• Page
=-=-=

This is a sermon that I preached on Sunday, 1/26/24, at Berkeley Friends Church. The scripture reading for this sermon was: Luke 4:14-30. You can listen to the audio, or keeping scrolling to read my manuscript. (The spoken sermon differs from the written text.)
The Gospel of Luke tells us that after his baptism by John in the river Jordan and by the Holy Spirit in the form of a dove, Jesus spent forty days in the wilderness, where he was tempted by the devil. After this time of testing, he returned to human society. Luke says he returned to Galilee and began to teach in the Jewish synagogues there. Luke says that everyone was quite impressed with him.
Jesus had grown up in Galilee, so naturally he made his way back to his hometown of Nazareth. Nazareth was a tiny village, a profoundly unimportant place. The region of Galilee was already considered a backwater by most Jews of that age – perhaps like we here in California might think of Mississippi or Louisiana. The village of Nazareth was a backwater within a backwater!
But this was Jesus’ home, the place where he had grown up. His visit to the synagogue in Nazareth was not just one more preaching engagement. Far from it: As Luke constructs the story here, this visit to Nazareth was effectively the beginning of his ministry. To put it in terms that might be particularly relatable for us today, Jesus’ sermon at his hometown synagogue was sort of like his inauguration speech.
Jesus had just received power from on high; he’d been clothed with the Holy Spirit out beyond the river Jordan. He’d been anointed by God as the long-awaited messiah – the true king of Israel. He’d been through the wilderness journey, and now here he was, back at home, ready to begin his work. Ready to inaugurate his administration, so to speak.
Now Jesus wasn’t any ordinary king, and this wasn’t any ordinary inauguration. Like I said, Nazareth was the middle of nowhere. No king had ever been born there, much less inaugurated there. Jesus had moved from the margins of society with John the Baptist, out into the deep desert, and now he was returning to Nazareth, perhaps the most unimportant place within the land of Israel. Jesus here is acting more like a secret agent than a king, more like Elijah than David.
But Jesus is a king, nonetheless. He’s clear about this in his inaugural speech. Jesus symbolically begins his ministry by telling his friends and neighbors, “the Spirit of the Lord is upon me, because he has anointed me.” What is Jesus saying here? “The Spirit has anointed me.” This is kingship language, and a radical reinterpretation of kingship language at that. The kings of Israel were traditionally anointed with oil by prophets like Samuel. But Jesus is saying, “God himself has anointed me. I am the promised messiah, the great king that you’ve been awaiting for generations. I’ve arrived, and I’m here to begin the work of my Father’s administration.”
Here is the greatest of kings, inaugurated not by prophets or supreme court justices, but by the very Spirit of God. God dwells in this king. This new ruler is God’s living presence on earth. In Jesus, the Word has become flesh and dwells among us.
And where does he go first? To the armpit of Galilee – to the middle of nowhere! This is highly unexpected, to say the least.

=-=-=

• Written exercise 1
Which scripture passage was read for the sermon on Jesus' visit to Nazareth?
• Written exercise 2
Pick up the sermon on Jesus' visit to Nazareth after its final sentence and continue it in the same voice.

• Pointing dataset excerpts
=-=-=

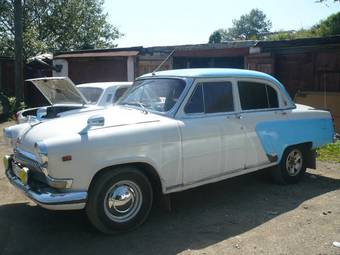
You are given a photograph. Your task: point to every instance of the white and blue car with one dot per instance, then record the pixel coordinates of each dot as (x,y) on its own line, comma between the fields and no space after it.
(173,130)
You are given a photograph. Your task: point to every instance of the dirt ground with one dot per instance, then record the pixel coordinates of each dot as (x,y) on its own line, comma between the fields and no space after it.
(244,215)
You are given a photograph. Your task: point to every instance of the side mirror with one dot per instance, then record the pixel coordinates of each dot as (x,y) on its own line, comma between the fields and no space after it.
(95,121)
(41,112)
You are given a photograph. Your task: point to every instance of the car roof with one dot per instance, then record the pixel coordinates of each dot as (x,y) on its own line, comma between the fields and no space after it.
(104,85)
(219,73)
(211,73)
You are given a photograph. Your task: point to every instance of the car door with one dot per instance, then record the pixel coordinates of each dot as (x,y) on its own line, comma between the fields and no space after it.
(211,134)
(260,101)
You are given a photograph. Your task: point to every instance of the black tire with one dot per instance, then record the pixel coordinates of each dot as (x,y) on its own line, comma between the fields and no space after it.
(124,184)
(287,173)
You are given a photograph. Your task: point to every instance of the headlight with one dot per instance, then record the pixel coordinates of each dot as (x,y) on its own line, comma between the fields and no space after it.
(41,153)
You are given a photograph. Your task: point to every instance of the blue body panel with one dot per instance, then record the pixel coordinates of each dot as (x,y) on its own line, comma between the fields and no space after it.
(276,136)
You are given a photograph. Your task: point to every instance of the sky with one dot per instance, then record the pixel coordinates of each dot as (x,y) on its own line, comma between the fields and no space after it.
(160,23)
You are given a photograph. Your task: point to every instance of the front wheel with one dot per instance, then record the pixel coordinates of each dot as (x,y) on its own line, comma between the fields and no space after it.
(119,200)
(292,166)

=-=-=

• Answer 1
Luke 4:14-30

• Answer 2
“The Spirit of the Lord is upon me, because he has anointed me,” Jesus says. What has God anointed Jesus to do? What is his kingly administration to be all about? What’s the mission statement? To bring good news to the poor. To proclaim release to the captives. To give the blind their sight. To liberate those who are oppressed. To proclaim the year of the Lord’s favor.
Jesus’ mission statement is Jubilee. If his supporters had set out yard signs, they wouldn’t have said, “Make Israel Great Again” or “When We Fight, We Win”. If Jesus had had campaign yard signs, they probably would have said: “Jesus of Nazareth: The Year of Jubilee.”
In his inaugural sermon, Jesus points to the ancient Jewish tradition of Jubilee, laid out in Leviticus 25. It is a holy year in which all debts are cancelled and slaves are set free. It is a sabbath year, in which the land is allowed to rest and a fresh order is established. The Levitical Jubilee is like hitting reboot on the entire society; it’s an opportunity to clear away all the social, cultural, and economic injustice that has crept in over time.
This is great news. This is something the people of Galilee want to hear. Because the present system is deeply compromised. The people of occupied Roman Palestine are ready for a big change, a Jubilee, a global reset that will set things right again. And so it’s no surprise that everyone Jesus has been preaching to so far have been praising him. Jubilee is a popular message to people who feel that everything has turned against them. The people of Galilee are ready for God to perform a factory reset on their society.
So when Jesus starts preaching at his hometown synagogue in Nazareth, he gets a similar reception to the one he’s received throughout the region. “All spoke well of him and were amazed at the gracious words that came from his mouth.” Wow, what a guy! He’s going to make Israel great again. He’s going to lead us into a battle, and when we fight, we win! And how amazing is it that the messiah is coming from among us, the people of Nazareth. I mean, we’ve known Jesus since he was a kid! “Is this not Joseph’s son?” Incredible stuff! God bless Israel! God bless Galilee! God bless the people of Nazareth!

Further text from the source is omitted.